BEGIN DATA FOR THE TASK
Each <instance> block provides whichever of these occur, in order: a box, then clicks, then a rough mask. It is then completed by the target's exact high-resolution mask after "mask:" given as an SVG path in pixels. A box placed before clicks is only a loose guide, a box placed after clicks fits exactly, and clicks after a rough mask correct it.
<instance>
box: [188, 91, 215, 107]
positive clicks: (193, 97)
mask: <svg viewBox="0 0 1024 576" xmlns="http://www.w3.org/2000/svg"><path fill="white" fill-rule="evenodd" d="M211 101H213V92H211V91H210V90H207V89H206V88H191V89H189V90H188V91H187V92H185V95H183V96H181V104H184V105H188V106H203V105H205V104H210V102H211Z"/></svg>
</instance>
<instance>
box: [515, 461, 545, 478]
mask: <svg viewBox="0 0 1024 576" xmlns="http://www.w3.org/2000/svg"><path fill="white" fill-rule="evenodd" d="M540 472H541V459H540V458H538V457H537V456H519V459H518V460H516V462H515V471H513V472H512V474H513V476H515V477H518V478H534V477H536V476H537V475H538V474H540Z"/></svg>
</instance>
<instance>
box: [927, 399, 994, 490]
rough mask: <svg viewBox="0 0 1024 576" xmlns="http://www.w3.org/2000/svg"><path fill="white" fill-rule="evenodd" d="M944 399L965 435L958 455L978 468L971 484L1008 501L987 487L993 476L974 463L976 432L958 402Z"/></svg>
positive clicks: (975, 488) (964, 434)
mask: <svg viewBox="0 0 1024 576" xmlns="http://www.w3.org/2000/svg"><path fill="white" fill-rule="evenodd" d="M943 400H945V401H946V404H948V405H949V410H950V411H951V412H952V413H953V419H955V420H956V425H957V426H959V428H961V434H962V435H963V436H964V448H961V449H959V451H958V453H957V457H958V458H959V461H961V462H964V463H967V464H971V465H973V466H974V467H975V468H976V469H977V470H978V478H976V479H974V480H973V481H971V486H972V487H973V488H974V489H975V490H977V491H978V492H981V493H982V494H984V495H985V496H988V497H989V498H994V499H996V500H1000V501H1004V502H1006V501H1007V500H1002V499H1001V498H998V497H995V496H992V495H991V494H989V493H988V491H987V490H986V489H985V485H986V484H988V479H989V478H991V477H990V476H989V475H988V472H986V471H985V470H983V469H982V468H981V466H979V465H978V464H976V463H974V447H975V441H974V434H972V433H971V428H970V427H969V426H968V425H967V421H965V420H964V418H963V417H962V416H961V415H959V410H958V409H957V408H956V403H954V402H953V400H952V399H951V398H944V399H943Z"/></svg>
END DATA FOR THE TASK
**HOW TO COMPLETE THIS TASK:** Set out every line of the data above as a Markdown table with the columns Row and Text, numbering the lines in order and skipping any blank ones.

**WRITTEN ANSWER:**
| Row | Text |
|---|---|
| 1 | Each <instance> block provides whichever of these occur, in order: a box, then clicks, then a rough mask. It is then completed by the target's exact high-resolution mask after "mask:" given as an SVG path in pixels. A box placed before clicks is only a loose guide, a box placed after clicks fits exactly, and clicks after a rough mask correct it. |
| 2 | <instance> |
| 3 | box: [188, 91, 215, 107] |
| 4 | positive clicks: (193, 97) |
| 5 | mask: <svg viewBox="0 0 1024 576" xmlns="http://www.w3.org/2000/svg"><path fill="white" fill-rule="evenodd" d="M211 101H213V92H211V91H210V90H207V89H206V88H191V89H189V90H188V91H187V92H185V95H183V96H181V104H184V105H188V106H203V105H205V104H210V102H211Z"/></svg> |
| 6 | </instance> |
| 7 | <instance> |
| 8 | box: [515, 461, 545, 478] |
| 9 | mask: <svg viewBox="0 0 1024 576" xmlns="http://www.w3.org/2000/svg"><path fill="white" fill-rule="evenodd" d="M540 472H541V459H540V458H538V457H537V456H519V459H518V460H516V462H515V471H513V472H512V474H513V476H515V477H518V478H534V477H536V476H537V475H538V474H540Z"/></svg> |
| 10 | </instance> |
| 11 | <instance> |
| 12 | box: [927, 399, 994, 490] |
| 13 | rough mask: <svg viewBox="0 0 1024 576" xmlns="http://www.w3.org/2000/svg"><path fill="white" fill-rule="evenodd" d="M944 399L965 435L958 455L978 468L971 484L1008 501L987 487L993 476L974 463L976 432L958 402Z"/></svg> |
| 14 | positive clicks: (975, 488) (964, 434) |
| 15 | mask: <svg viewBox="0 0 1024 576" xmlns="http://www.w3.org/2000/svg"><path fill="white" fill-rule="evenodd" d="M943 400H945V401H946V404H948V405H949V410H950V411H951V412H952V413H953V419H955V420H956V425H957V426H959V428H961V434H962V435H963V436H964V448H961V449H959V451H958V453H957V457H958V458H959V461H961V462H964V463H967V464H971V465H973V466H974V467H975V468H976V469H977V470H978V478H976V479H974V480H973V481H971V486H972V487H973V488H974V489H975V490H977V491H978V492H981V493H982V494H984V495H985V496H988V497H989V498H994V499H996V500H1000V501H1004V502H1006V501H1007V500H1002V499H1001V498H998V497H995V496H992V495H991V494H989V493H988V491H987V490H986V489H985V485H986V484H988V479H989V478H991V477H990V476H989V475H988V472H986V471H985V470H983V469H982V468H981V466H979V465H978V464H976V463H974V447H975V441H974V434H972V433H971V428H970V427H969V426H968V425H967V421H965V420H964V418H963V417H962V416H961V415H959V410H958V409H957V408H956V403H954V402H953V400H952V399H951V398H944V399H943Z"/></svg> |